** What is being asked **
Print all the records exactly as they stand.

(Source data)
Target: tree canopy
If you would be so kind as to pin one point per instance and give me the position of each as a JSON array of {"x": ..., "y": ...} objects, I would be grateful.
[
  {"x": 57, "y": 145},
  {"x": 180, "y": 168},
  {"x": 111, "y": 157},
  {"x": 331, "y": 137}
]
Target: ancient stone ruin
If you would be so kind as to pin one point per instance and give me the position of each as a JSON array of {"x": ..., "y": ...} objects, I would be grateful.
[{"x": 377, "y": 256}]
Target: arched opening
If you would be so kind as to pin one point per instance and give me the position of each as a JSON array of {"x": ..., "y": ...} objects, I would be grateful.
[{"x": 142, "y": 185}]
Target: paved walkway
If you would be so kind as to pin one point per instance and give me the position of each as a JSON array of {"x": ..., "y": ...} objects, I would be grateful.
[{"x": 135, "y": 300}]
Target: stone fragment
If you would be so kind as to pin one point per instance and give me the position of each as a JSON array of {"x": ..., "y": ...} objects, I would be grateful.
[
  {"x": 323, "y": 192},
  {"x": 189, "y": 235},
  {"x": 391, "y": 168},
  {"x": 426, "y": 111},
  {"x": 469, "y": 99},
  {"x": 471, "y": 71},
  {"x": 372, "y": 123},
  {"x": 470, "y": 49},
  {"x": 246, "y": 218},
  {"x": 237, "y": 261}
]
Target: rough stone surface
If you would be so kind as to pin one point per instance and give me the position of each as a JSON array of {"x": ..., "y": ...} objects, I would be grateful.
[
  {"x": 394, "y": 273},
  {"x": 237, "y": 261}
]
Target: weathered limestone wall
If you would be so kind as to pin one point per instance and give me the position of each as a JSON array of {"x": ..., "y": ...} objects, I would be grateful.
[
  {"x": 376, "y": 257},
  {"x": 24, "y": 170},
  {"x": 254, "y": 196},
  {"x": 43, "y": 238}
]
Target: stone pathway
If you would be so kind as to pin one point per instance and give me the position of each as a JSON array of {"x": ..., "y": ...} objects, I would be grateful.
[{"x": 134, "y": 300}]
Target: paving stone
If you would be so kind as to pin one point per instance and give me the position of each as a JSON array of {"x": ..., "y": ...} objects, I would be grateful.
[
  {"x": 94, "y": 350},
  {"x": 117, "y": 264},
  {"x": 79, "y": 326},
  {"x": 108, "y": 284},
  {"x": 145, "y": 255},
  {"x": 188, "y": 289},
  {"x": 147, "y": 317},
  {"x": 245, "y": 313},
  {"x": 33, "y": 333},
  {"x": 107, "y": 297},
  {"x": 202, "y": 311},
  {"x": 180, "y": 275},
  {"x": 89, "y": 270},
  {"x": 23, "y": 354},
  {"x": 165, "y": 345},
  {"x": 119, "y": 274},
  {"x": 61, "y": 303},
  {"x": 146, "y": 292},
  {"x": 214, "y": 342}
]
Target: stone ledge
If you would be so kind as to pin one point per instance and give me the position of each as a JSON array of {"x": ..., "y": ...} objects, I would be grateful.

** Response area **
Target: tree canopy
If you would be so kind as to pin one point per instance and give me the position of each as a JSON array of {"x": ..., "y": ...} objects, I would be grateful.
[
  {"x": 57, "y": 145},
  {"x": 180, "y": 168},
  {"x": 111, "y": 157},
  {"x": 331, "y": 137}
]
Target: ancient stone ruin
If you would be so kind as to pin one point per instance and give me the position of each as a JSON array of {"x": ..., "y": ...} objects, I would be grateful.
[{"x": 377, "y": 256}]
Target: arched opening
If you would be so kind as to pin one point per instance and give me the position of each as a JSON array of {"x": ..., "y": ...} objects, I would be grateful.
[{"x": 142, "y": 185}]
Target: paved walkway
If you would be so kind as to pin one point per instance and give me the position of each as a JSON array of {"x": ..., "y": ...} objects, I would be grateful.
[{"x": 135, "y": 300}]
Target: stone fragment
If you would be so kind as to pin one point per instance and give me the position of each as a JSON array of {"x": ..., "y": ...} objects, I would be grateful.
[
  {"x": 323, "y": 192},
  {"x": 189, "y": 235},
  {"x": 391, "y": 168},
  {"x": 426, "y": 111},
  {"x": 469, "y": 99},
  {"x": 471, "y": 71},
  {"x": 372, "y": 123},
  {"x": 470, "y": 49},
  {"x": 246, "y": 218},
  {"x": 237, "y": 261}
]
Target: rough stone surface
If you would be so kind as to pin one point per instance and give me the position of each as a JSON array of {"x": ..., "y": ...} objects, I would be grateful.
[
  {"x": 394, "y": 273},
  {"x": 237, "y": 261}
]
Target: weathered limestone wall
If you would be so kind as to pin one point per instance and give me the position of each as a JSON array of {"x": ..., "y": ...} objects, I would be grateful.
[
  {"x": 376, "y": 257},
  {"x": 24, "y": 170},
  {"x": 254, "y": 196},
  {"x": 43, "y": 238}
]
Target: stone pathway
If you would be so kind as to pin one point per instance and give me the position of each as a JSON array of {"x": ..., "y": ...} objects, I would be grateful.
[{"x": 134, "y": 300}]
Target: paving stone
If you would be so kind as to pin one point per instance and give me the position of each as a JSON array of {"x": ..., "y": ...} objects, I would be grateful.
[
  {"x": 94, "y": 350},
  {"x": 117, "y": 264},
  {"x": 79, "y": 326},
  {"x": 108, "y": 284},
  {"x": 145, "y": 255},
  {"x": 188, "y": 289},
  {"x": 147, "y": 317},
  {"x": 245, "y": 313},
  {"x": 33, "y": 333},
  {"x": 107, "y": 297},
  {"x": 202, "y": 311},
  {"x": 180, "y": 275},
  {"x": 89, "y": 270},
  {"x": 23, "y": 354},
  {"x": 165, "y": 345},
  {"x": 119, "y": 274},
  {"x": 61, "y": 303},
  {"x": 146, "y": 292},
  {"x": 214, "y": 342}
]
Target: stone ledge
If you would be so kind as to pin one point per instance and give me the position of each as a JSON array of {"x": ..., "y": ...} objects, I would be grateful.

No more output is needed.